— What the task requires —
How many lines of the data below contain the string "window"? Please give only the number, and treat uppercase and lowercase as different.

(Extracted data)
begin
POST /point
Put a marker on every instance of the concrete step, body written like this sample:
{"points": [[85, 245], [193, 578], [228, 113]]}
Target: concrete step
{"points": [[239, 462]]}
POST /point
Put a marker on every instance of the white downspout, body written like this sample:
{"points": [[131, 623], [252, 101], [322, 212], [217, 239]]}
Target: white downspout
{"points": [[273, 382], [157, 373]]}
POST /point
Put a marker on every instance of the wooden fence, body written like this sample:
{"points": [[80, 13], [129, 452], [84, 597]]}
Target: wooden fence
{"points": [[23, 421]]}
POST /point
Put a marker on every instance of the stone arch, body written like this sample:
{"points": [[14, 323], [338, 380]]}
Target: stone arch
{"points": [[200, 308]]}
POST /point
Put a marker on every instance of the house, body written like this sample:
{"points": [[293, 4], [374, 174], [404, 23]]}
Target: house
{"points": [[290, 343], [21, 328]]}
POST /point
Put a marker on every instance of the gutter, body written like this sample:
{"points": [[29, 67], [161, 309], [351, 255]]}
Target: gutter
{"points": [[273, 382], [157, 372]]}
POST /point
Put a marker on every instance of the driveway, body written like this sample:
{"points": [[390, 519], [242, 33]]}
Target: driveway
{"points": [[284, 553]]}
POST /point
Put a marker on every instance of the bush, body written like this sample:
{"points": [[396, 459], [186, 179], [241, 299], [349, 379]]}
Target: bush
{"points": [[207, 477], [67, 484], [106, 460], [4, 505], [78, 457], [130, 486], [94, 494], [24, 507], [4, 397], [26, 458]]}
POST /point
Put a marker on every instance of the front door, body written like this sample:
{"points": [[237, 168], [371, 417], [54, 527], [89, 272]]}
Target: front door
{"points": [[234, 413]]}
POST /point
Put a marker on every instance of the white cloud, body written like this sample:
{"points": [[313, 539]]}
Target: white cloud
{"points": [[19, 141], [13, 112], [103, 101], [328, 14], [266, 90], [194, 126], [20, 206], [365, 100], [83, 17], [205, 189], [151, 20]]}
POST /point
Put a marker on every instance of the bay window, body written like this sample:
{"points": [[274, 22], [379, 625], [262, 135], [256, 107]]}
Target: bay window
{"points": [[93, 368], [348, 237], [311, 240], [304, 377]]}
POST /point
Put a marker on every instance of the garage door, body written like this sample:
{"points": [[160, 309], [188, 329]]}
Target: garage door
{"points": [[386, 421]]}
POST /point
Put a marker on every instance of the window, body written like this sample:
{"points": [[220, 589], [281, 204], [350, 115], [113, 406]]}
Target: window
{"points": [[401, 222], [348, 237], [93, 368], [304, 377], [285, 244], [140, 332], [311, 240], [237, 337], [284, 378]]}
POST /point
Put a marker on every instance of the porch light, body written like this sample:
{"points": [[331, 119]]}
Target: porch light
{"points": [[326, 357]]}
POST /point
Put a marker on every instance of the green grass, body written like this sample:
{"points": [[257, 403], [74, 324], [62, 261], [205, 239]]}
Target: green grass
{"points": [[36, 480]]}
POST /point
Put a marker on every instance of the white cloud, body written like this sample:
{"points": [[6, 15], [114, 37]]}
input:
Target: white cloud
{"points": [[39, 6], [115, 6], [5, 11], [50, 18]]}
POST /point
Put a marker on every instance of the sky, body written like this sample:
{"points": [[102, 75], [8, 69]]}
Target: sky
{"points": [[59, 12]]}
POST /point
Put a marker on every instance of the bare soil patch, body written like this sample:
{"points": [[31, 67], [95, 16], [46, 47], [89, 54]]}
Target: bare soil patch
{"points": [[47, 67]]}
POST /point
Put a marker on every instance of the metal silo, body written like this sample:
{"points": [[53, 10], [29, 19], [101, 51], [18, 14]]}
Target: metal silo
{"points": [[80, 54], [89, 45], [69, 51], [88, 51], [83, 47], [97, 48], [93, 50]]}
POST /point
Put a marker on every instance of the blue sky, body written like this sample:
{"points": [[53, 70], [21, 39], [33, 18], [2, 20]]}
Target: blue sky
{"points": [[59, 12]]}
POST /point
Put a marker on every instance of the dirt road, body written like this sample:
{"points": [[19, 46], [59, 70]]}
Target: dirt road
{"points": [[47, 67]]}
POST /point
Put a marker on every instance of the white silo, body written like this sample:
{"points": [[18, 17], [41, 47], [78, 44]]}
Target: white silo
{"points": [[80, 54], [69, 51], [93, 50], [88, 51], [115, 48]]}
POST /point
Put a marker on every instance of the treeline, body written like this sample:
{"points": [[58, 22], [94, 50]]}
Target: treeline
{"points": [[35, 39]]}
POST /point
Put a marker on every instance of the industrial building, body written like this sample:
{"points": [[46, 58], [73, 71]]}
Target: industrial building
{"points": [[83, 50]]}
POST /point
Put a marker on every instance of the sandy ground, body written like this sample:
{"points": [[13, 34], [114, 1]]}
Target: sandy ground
end
— Response to this task —
4